» **Extracted entries**
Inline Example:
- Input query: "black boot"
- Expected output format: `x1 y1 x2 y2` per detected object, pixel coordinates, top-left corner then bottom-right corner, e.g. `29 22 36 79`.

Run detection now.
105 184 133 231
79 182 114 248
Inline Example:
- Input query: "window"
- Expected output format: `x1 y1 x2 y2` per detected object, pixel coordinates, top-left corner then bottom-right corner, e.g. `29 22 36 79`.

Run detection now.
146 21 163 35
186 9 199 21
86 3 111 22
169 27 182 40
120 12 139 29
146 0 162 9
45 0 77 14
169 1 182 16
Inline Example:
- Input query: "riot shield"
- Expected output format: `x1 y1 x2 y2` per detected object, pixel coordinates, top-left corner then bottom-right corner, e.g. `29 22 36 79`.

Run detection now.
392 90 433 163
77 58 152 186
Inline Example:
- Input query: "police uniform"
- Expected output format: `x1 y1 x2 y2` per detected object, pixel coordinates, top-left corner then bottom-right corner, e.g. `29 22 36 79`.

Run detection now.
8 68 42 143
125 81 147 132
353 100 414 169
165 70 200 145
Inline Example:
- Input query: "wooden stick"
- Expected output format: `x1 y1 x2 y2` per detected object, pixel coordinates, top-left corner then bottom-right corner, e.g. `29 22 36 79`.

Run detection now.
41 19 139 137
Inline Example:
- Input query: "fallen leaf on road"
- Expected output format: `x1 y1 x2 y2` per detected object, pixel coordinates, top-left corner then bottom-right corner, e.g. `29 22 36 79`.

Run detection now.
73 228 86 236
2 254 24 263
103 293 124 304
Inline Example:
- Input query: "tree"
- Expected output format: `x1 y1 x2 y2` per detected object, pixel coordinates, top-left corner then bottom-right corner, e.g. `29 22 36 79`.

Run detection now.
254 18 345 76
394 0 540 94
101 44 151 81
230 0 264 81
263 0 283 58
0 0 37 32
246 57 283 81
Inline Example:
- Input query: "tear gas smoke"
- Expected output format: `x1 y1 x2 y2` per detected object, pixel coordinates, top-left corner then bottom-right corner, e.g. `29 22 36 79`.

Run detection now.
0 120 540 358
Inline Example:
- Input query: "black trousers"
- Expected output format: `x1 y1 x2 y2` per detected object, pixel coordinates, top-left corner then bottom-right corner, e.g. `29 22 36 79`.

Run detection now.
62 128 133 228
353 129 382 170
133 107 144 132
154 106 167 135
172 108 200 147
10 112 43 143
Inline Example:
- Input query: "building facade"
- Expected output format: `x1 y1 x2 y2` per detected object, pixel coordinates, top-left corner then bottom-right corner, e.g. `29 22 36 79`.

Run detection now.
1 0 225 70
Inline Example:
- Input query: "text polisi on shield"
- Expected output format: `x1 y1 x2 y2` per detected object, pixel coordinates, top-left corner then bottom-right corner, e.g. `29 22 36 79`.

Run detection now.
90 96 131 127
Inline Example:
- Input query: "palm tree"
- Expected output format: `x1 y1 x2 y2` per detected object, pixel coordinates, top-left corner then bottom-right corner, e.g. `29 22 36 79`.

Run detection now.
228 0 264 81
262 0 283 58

» **Exercise instructions**
Please copy every one of the records above verbatim, line for line.

» **Written answer**
Inline Example:
- Input query: "black boot"
- Expected output format: `x1 y1 x2 y2` per detected object, pixel coordinates, top-left corner then bottom-right corner, e.g. `29 22 36 79`.

Run detection now.
105 184 133 231
79 182 114 248
Inline Example:
- Input query: "window"
- Expected output format: `x1 y1 x2 y2` per detected object, pixel coordinates, top-left corner then bottom-right corner, e.g. `29 22 36 79`.

Run detection now.
146 21 163 35
186 9 199 21
86 3 111 22
169 27 182 40
120 12 139 29
146 0 162 9
45 0 77 14
169 1 182 16
Inline Example:
- Input query: "riot shield"
- Expected output format: `x1 y1 x2 y2` per detected object, pixel coordinates, top-left corner then bottom-right corner, e.g. `29 22 36 79`.

Run detection now.
392 90 433 163
77 58 152 186
Inline Example:
- Input query: "police uniform"
- Expected output format: `x1 y1 x2 y2` per detected object, pixel coordinates, top-left corner then bottom-right corner, e.g. `29 22 36 79`.

Run detection now.
8 68 42 143
125 81 147 132
353 100 414 169
165 70 200 145
Inline Example:
- Input query: "wooden stick"
- Expected output format: `x1 y1 x2 y2` per detected object, pixel coordinates, top-left corner then bottom-right corner, e.g. `29 22 36 79`.

Run detection now.
41 19 139 137
Inline Example:
- Input query: "fallen leaf on road"
- Expected output format: `x1 y1 x2 y2` per detected object, pixel coordinates, top-left corner then bottom-right corner, e.g. `29 22 36 79`.

Run detection now.
73 228 86 236
2 254 24 263
103 293 124 304
Inline Example:
- Input query: "tree"
- Expected output format: `x1 y1 x2 y2` per detected object, pixel coordinates, top-left corner then bottom-right corner, e.g. `29 22 36 79`.

Run detection now.
254 18 345 76
394 0 540 94
101 44 151 81
230 0 264 81
263 0 283 58
0 0 37 32
246 57 283 81
Inline Example:
- Input query: "tear gas smoke"
- Expected output format: `x1 y1 x2 y2` per detected object, pixel coordinates, top-left corner then bottom-right corner, e.g. `29 22 36 79`.

Run detection now.
0 120 540 358
Inline Example:
- Input query: "black trousers"
- Expected output format: `x1 y1 x2 y2` per detected object, pixel coordinates, top-left corner then bottom-right corner, e.g. `29 22 36 79`.

Run detection now.
62 128 133 228
353 129 382 170
133 107 144 132
154 106 167 135
172 108 200 147
10 112 43 143
Inline Example:
- Input query: "building facade"
- Expected output format: `x1 y1 x2 y2` per detected object, pixel coordinates, top-left corner then bottom-right corner, e.g. `29 22 36 79`.

Run detection now.
1 0 225 70
Inline Example:
- Input query: "text polisi on shield"
- Expected output format: `x1 y1 x2 y2` per detected object, pixel coordinates, top-left corner then bottom-right corner, e.g. `29 22 36 79`.

Run detection now.
90 96 131 127
Inline Example:
- Input query: "palm tree"
- Expected output format: `x1 y1 x2 y2` per detected object, pixel coordinates, top-left corner then bottom-right corner, e.g. `29 22 36 79`.

Run detection now.
228 0 264 81
262 0 283 58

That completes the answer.